§ **TEXTO**:

Mahamati perguntou ao Buda, “Bhagavan, o Bhagavan fala de muitos desejos. Quais desejos eles abandonam?”
O Buda disse a Mahamati, “Eles não produzem tipos diferentes de comportamento envolvendo o amor ou o desejo de abraçar as mulheres ou as transgressões envolvendo a boca ou o corpo que dão prazer no presente, mas que garantem sofrimento futuro. E como eles fazem isso? Alcançando a bem-aventurança do samádi. Assim eles abandonam os desejos, mas não o desejo pelo nirvana.
“Mahamati, o que caracteriza os sakrid-agamins?[443] No momento que eles veem as formas, eles produzem projeções, mas não visões sobre elas. Mas porque eles são peritos na contemplação de formas durante a meditação, no momento que retornam a esse mundo, o período de sofrimento deles termina, e eles alcançam o nirvana. É isso o que constitui um sakrid-agamin.

Linhas do conjunto de dados sobre onde os objetos aparecem:

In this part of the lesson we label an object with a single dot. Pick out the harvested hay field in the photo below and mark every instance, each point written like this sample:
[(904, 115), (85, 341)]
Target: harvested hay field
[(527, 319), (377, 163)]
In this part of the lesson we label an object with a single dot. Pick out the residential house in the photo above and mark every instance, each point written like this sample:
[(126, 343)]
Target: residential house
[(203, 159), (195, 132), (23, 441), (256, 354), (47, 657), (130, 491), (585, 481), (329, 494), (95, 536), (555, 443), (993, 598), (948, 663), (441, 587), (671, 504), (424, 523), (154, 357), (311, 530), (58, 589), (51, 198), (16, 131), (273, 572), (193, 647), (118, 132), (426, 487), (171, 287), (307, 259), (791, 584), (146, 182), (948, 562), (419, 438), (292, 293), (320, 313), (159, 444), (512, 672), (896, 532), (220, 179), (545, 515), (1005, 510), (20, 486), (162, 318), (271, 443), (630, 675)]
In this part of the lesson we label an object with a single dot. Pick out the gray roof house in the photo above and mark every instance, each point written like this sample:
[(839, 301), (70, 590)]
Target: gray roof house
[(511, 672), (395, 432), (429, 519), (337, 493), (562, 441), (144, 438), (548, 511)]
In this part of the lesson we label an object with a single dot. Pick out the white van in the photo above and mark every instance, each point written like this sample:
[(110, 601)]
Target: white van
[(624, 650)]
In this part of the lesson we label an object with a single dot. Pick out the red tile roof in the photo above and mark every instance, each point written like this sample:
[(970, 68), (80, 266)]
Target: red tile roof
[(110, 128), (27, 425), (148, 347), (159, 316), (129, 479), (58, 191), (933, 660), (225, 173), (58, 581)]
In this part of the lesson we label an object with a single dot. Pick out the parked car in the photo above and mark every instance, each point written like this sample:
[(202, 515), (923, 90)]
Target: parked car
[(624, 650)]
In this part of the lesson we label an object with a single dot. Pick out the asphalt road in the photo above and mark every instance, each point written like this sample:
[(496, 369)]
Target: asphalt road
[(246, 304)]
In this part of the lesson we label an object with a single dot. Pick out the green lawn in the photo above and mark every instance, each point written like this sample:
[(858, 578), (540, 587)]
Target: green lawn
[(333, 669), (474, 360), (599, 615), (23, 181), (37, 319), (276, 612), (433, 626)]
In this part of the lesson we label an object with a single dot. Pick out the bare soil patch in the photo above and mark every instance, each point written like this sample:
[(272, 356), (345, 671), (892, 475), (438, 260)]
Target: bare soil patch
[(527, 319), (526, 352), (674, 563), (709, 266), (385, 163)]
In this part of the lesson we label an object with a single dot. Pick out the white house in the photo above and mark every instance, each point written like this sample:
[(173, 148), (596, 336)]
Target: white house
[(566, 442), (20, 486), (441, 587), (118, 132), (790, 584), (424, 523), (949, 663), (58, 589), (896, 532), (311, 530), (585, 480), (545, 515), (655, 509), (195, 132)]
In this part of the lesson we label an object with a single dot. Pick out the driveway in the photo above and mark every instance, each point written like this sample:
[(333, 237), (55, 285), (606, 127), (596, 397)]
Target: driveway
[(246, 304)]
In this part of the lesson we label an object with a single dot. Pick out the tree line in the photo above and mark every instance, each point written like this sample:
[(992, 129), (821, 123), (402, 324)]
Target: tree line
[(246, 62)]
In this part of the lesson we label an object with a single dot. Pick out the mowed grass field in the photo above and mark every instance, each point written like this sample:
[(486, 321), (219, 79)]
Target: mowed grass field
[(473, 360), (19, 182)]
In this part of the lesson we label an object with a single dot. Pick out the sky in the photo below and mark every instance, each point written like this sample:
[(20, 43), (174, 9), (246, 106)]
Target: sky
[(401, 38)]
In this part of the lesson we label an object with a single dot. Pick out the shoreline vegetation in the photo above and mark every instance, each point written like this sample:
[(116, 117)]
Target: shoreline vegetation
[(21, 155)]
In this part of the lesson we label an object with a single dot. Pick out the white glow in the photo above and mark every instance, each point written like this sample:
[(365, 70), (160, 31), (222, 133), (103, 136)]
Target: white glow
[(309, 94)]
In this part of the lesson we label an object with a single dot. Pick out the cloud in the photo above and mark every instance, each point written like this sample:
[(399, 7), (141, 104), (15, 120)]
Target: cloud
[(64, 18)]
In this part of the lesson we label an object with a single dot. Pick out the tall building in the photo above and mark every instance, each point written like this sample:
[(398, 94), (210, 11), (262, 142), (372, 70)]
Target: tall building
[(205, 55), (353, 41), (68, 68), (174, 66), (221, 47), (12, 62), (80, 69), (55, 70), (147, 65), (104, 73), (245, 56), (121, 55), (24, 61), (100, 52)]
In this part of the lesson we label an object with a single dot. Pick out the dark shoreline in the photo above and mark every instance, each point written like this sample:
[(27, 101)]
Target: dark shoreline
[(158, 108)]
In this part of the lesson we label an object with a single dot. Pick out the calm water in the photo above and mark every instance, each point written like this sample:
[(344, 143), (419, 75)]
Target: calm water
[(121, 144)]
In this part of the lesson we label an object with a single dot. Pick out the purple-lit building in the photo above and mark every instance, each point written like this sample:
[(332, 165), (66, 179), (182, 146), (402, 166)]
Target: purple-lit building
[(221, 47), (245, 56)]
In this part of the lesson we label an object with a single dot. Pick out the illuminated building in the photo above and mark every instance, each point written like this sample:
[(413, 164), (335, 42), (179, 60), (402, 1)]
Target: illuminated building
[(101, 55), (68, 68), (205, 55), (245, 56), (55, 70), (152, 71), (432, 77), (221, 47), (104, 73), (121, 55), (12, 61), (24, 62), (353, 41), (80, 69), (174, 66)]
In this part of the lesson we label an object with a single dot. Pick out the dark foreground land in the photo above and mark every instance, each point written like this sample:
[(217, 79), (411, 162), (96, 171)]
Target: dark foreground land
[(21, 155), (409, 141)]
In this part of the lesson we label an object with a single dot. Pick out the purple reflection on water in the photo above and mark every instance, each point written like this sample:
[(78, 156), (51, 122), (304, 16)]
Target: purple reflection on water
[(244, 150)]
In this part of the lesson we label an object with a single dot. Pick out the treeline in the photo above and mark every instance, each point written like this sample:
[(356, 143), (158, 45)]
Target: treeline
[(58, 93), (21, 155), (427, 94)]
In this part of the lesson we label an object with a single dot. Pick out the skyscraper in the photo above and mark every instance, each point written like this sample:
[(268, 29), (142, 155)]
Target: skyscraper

§ **TAREFAS OBRIGATÓRIAS**:
1. Por favor, transcreva do trecho do sutra tudo o que vai de "Mahamati perguntou ao" até "constitui um sakrid-agamin.".
2. Prossiga o trecho do sutra a partir da última frase apresentada.
Os itens não são necessários para nada aqui.

§ **RESPOSTAS POR TAREFA**:
1.
Mahamati perguntou ao Buda, “Bhagavan, o Bhagavan fala de muitos desejos. Quais desejos eles abandonam?”
O Buda disse a Mahamati, “Eles não produzem tipos diferentes de comportamento envolvendo o amor ou o desejo de abraçar as mulheres ou as transgressões envolvendo a boca ou o corpo que dão prazer no presente, mas que garantem sofrimento futuro. E como eles fazem isso? Alcançando a bem-aventurança do samádi. Assim eles abandonam os desejos, mas não o desejo pelo nirvana.
“Mahamati, o que caracteriza os sakrid-agamins?[443] No momento que eles veem as formas, eles produzem projeções, mas não visões sobre elas. Mas porque eles são peritos na contemplação de formas durante a meditação, no momento que retornam a esse mundo, o período de sofrimento deles termina, e eles alcançam o nirvana. É isso o que constitui um sakrid-agamin.

2.
“Mahamati, e os an-agamins?[444] Isso refere-se àqueles que produzem visões de calamidade em relação a existência ou não-existência das formas passadas, presentes e futuras. Porque eles impedem que as projeções surjam, e porque cortam as sujeições, eles são chamados an-agamins.[445]
“Mahamati, em relação aos arhats,[446] isso refere-se àqueles que as projeções de meditações, samádis ou liberações, poderes superiores ou maestrias, aflições ou sofrimentos não existem.[447] Por isso eles são chamados arhats.”
Mahamati perguntou ao Buda, “O Bhagavan disse que existem três tipos de arhats. A qual tipo ele está se referindo aqui? Àqueles que alcançam o caminho único da tranquilidade, àqueles que aparecem como arhats, mas que realizam práticas de bodisatvas, ou àqueles que são projeções de budas de aparição?”
O Buda disse a Mahamati, “Àqueles shravakas que alcançam o caminho único da tranquilidade e não aos outros – ‘os outros’ referindo-se àqueles que praticam as práticas do bodisatva e àqueles que são projeções de budas de aparição. Como um resultado de seus votos e meios hábeis, eles renascem nas grandes assembleias, onde acrescentam à glória dos séquitos dos budas.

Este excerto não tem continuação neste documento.